Point localization data:
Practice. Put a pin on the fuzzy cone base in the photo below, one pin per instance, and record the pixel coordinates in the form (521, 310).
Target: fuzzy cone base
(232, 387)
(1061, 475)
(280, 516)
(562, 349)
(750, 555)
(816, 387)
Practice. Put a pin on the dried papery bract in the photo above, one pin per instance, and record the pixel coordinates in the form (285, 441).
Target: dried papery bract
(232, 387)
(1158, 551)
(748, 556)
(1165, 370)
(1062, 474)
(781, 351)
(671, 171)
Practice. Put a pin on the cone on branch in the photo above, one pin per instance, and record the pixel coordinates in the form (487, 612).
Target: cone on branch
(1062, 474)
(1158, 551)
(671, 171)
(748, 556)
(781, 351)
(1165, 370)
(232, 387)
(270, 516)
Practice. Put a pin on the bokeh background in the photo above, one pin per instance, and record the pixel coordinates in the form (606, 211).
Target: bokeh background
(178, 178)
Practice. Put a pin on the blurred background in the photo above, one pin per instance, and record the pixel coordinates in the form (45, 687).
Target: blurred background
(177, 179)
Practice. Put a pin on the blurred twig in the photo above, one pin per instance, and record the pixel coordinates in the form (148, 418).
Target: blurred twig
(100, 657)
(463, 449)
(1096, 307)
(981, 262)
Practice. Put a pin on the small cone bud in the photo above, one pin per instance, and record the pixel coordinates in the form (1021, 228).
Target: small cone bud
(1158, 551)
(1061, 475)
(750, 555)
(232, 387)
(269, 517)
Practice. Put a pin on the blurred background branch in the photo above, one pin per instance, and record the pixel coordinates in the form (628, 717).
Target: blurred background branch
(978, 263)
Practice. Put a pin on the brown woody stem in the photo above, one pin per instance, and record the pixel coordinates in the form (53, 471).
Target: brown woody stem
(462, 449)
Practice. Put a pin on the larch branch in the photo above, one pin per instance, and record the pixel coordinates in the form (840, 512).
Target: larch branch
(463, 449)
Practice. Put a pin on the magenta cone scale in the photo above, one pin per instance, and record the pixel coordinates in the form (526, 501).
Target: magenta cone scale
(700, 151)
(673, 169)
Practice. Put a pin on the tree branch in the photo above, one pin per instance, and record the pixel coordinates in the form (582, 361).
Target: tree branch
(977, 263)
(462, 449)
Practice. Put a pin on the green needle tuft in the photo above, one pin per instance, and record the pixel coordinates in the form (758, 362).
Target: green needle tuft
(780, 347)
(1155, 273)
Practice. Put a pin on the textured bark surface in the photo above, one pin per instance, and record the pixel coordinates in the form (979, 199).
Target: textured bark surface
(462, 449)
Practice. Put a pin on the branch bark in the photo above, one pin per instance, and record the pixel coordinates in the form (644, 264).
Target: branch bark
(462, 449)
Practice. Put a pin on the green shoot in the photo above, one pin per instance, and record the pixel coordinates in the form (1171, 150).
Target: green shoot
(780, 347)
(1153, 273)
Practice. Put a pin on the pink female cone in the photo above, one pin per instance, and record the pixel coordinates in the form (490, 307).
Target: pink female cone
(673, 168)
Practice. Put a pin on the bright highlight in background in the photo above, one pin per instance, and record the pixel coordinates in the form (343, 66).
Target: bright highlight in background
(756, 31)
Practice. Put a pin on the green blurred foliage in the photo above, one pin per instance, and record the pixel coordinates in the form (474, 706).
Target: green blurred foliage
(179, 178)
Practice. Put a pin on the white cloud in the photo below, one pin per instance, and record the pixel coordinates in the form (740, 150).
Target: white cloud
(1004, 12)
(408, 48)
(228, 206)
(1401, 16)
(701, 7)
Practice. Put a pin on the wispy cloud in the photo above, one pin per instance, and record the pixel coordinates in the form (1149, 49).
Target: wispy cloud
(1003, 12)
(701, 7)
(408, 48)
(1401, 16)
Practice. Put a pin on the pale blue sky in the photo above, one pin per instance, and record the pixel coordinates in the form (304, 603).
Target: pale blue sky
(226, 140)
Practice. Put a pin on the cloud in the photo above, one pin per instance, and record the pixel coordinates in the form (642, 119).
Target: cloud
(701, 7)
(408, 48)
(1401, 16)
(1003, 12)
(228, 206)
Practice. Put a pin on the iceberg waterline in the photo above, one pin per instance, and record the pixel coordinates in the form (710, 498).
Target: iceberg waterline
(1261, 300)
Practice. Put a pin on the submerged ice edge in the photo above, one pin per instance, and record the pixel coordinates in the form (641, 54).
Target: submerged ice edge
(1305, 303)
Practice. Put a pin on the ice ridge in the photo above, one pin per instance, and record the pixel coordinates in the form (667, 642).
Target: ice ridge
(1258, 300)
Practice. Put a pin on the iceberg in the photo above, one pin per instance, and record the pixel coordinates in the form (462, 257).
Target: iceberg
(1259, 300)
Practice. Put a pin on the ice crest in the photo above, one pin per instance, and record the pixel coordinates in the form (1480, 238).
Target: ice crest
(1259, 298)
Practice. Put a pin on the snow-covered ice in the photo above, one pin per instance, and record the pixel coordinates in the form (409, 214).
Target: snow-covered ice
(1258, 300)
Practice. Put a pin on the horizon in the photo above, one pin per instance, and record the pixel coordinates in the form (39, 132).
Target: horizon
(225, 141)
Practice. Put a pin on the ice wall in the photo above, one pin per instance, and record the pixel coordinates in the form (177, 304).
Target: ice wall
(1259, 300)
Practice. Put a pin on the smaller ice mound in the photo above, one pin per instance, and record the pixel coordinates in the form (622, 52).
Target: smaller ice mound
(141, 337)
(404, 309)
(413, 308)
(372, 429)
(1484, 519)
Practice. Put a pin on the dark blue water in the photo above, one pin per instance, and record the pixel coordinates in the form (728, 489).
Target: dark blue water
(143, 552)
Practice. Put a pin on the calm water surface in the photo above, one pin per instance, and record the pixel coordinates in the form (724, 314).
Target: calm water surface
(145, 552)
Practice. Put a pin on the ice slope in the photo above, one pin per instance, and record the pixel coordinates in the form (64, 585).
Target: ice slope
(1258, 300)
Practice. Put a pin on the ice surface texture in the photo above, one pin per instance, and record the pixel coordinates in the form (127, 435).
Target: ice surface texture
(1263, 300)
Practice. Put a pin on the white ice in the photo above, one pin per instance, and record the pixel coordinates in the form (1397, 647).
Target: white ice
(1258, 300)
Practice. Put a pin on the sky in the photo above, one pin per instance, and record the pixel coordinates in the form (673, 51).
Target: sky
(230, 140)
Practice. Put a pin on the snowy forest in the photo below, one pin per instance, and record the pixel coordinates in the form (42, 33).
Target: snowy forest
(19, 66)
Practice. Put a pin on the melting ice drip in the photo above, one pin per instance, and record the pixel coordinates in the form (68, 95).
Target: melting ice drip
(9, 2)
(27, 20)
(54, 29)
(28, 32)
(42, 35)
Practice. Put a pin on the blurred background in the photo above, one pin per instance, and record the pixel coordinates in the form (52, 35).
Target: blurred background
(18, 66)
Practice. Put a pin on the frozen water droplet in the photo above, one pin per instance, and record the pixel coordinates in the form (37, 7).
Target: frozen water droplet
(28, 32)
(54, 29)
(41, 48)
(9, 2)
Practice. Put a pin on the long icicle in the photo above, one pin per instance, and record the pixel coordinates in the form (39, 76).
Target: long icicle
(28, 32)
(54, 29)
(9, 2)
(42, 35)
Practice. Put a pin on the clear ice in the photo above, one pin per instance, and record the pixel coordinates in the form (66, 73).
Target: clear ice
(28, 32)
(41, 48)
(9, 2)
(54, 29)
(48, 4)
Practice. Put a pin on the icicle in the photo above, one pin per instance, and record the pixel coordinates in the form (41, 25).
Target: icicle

What is required >>
Each record should come back exactly as written.

Task answer >>
Practice. Put a pin on the fuzzy cone base in the photo below, one pin per instance, and record the pixel coordinates in the form (521, 310).
Target: fuzzy cone base
(232, 387)
(1061, 475)
(280, 516)
(562, 349)
(750, 555)
(816, 387)
Practice. Put a pin on the dried papery bract in the photo above, one pin per instance, and record the pixel coordinates in the form (285, 441).
Target: dried papery bract
(232, 387)
(1158, 551)
(748, 556)
(1165, 370)
(1062, 474)
(781, 351)
(671, 171)
Practice. Put a pin on the cone on branch in the photo above, one pin per instance, and record the pixel coordinates in the form (487, 612).
Target: cone on branch
(1062, 474)
(1158, 551)
(671, 171)
(748, 556)
(781, 351)
(1165, 370)
(232, 387)
(270, 516)
Practice. Put a pin on the bokeh background in the photo above, one pin per instance, and record the pixel coordinates in the form (606, 211).
Target: bokeh background
(178, 178)
Practice. Put a pin on the blurred background in the photo above, one pin per instance, and record the pixel coordinates in the form (45, 687).
Target: blurred background
(177, 179)
Practice. Put a pin on the blurred twig in the photo above, one pin per instance, and record the pixel coordinates in the form (148, 418).
Target: blurred twig
(100, 657)
(463, 449)
(1096, 307)
(981, 262)
Practice. Put a pin on the small cone bud in the photo above, one pin per instance, and record the pixel coordinates in the form (1021, 228).
Target: small cone bud
(1158, 551)
(1061, 475)
(750, 555)
(232, 387)
(269, 517)
Practice. Put a pin on the blurred background branch in the photo above, one pin per instance, and record the pixel coordinates in the form (628, 717).
Target: blurred background branch
(978, 263)
Practice. Put a pin on the brown woody stem in the photo above, one pin per instance, and record the pixel coordinates in the form (53, 471).
Target: brown woody stem
(462, 449)
Practice. Put a pin on the larch branch in the photo above, one pin per instance, and record the pixel coordinates in the form (840, 512).
Target: larch branch
(463, 449)
Practice. Put a pin on the magenta cone scale in the photo above, one pin per instance, and record the pixel coordinates in the form (526, 501).
Target: magenta cone scale
(700, 151)
(673, 169)
Practice. Put a pin on the tree branch in the photo above, one pin per instance, and record the pixel coordinates in the form (582, 361).
Target: tree branch
(977, 263)
(462, 449)
Practice. Put a pin on the green needle tuft in the photo above, one pin per instance, and record the pixel coordinates in the form (758, 362).
Target: green needle tuft
(780, 347)
(1155, 273)
Practice. Put a pin on the textured bark surface in the photo above, one pin per instance, and record the pixel coordinates in the form (979, 199).
Target: textured bark surface
(462, 449)
Practice. Put a pin on the branch bark in the photo above, one pin per instance, and record the pixel coordinates in the form (644, 264).
Target: branch bark
(462, 449)
Practice. Put a pin on the green shoot in the photo above, one pin per instance, and record the pixel coordinates in the form (1171, 150).
Target: green shoot
(780, 347)
(1153, 273)
Practice. Put a pin on the pink female cone in the photo above, one pin per instance, and record the pixel coordinates in the form (490, 307).
Target: pink female cone
(673, 168)
Practice. Put a pin on the bright highlight in background in the photo above, one pin per instance, and record the pixel coordinates in the form (343, 66).
Target: bright highlight in background
(756, 31)
Practice. Put a pin on the green blurred foliage in the photo above, one pin per instance, and record the pixel coordinates in the form (474, 706).
Target: green blurred foliage
(179, 178)
Practice. Put a pin on the white cloud in the photo below, one pin per instance, and record the pixel coordinates in the form (740, 150).
Target: white cloud
(1004, 12)
(408, 48)
(228, 206)
(1401, 16)
(701, 7)
Practice. Put a pin on the wispy cloud in the photo above, one pin per instance, and record the pixel coordinates in the form (1149, 49).
Target: wispy cloud
(1003, 12)
(701, 7)
(408, 48)
(1401, 16)
Practice. Put a pin on the pale blue sky in the photo above, one pin per instance, and record the pixel coordinates in the form (304, 603).
Target: pale blue sky
(226, 140)
Practice. Put a pin on the cloud in the photo above, one pin per instance, and record the pixel coordinates in the form (642, 119).
Target: cloud
(701, 7)
(408, 48)
(1401, 16)
(1003, 12)
(228, 206)
Practice. Put a pin on the iceberg waterline in the photo above, one pin per instance, and record the pixel coordinates in the form (710, 498).
Target: iceberg waterline
(1261, 300)
Practice. Put a pin on the submerged ice edge in the photo above, one pin per instance, and record the pixel coordinates in the form (641, 54).
Target: submerged ice edge
(1305, 303)
Practice. Put a pin on the ice ridge in the photo above, one pin per instance, and record the pixel coordinates in the form (667, 642).
Target: ice ridge
(1258, 300)
Practice. Put a pin on the iceberg in the photo above, one pin per instance, and record the pixel coordinates in the form (462, 257).
Target: iceberg
(1259, 300)
Practice. Put a pin on the ice crest in the photo above, one pin per instance, and record the pixel coordinates in the form (1480, 238).
Target: ice crest
(1259, 298)
Practice. Put a pin on the snow-covered ice in the photo above, one pin per instance, and record the pixel coordinates in the form (409, 214).
Target: snow-covered ice
(1258, 300)
Practice. Put a pin on the horizon in the photo above, one pin per instance, and record the pixel coordinates in the form (39, 132).
Target: horizon
(225, 141)
Practice. Put a pin on the ice wall in the photo above, one pin per instance, and record the pixel coordinates in the form (177, 304).
Target: ice wall
(1259, 300)
Practice. Put a pin on the smaller ice mound in the photo above, one pin per instance, and record the pixel coordinates in the form (622, 52).
Target: smaller ice mound
(141, 337)
(404, 309)
(413, 308)
(372, 429)
(1484, 519)
Practice. Put a pin on the dark blue water in the photo above, one pin per instance, and record the pixel coordinates in the form (728, 489).
Target: dark blue water
(143, 552)
Practice. Put a pin on the calm water surface in the photo above, one pin per instance, and record the pixel coordinates in the form (724, 314).
Target: calm water surface
(145, 552)
Practice. Put a pin on the ice slope in the photo above, one pin per instance, and record the pixel coordinates in the form (64, 585).
Target: ice slope
(1258, 300)
Practice. Put a pin on the ice surface texture in the photo above, one pin per instance, and record the pixel coordinates in the form (127, 435).
Target: ice surface texture
(1263, 300)
Practice. Put a pin on the white ice in the photo above, one pin per instance, and record the pixel coordinates in the form (1397, 647).
Target: white ice
(1258, 300)
Practice. Put a pin on the sky in the photo above, one pin per instance, and record the pixel coordinates in the form (673, 51).
Target: sky
(230, 140)
Practice. Put a pin on the snowy forest in the photo below, one pin per instance, and record the pixel coordinates in the form (42, 33).
Target: snowy forest
(19, 66)
Practice. Put a pin on the melting ice drip in the photo above, one pin per instance, and record the pixel coordinates in the form (68, 95).
Target: melting ice drip
(9, 2)
(27, 20)
(54, 29)
(28, 32)
(42, 35)
Practice. Put a pin on the blurred background in the photo above, one pin per instance, and record the pixel coordinates in the form (52, 35).
Target: blurred background
(18, 66)
Practice. Put a pin on the frozen water droplet in the photo above, one pin per instance, and record the pixel coordinates in the form (37, 7).
Target: frozen water droplet
(28, 32)
(54, 29)
(41, 48)
(9, 2)
Practice. Put a pin on the long icicle in the photo above, one pin per instance, and record the pixel coordinates in the form (39, 76).
Target: long icicle
(28, 32)
(54, 29)
(9, 2)
(42, 35)
Practice. Put a pin on the clear ice in the photo above, one pin per instance, and record the pixel coordinates in the form (66, 73).
Target: clear ice
(28, 32)
(41, 48)
(9, 2)
(54, 29)
(48, 4)
Practice. Put a pin on the icicle in the photo above, one pin per instance, and record the pixel coordinates in the form (41, 25).
Target: icicle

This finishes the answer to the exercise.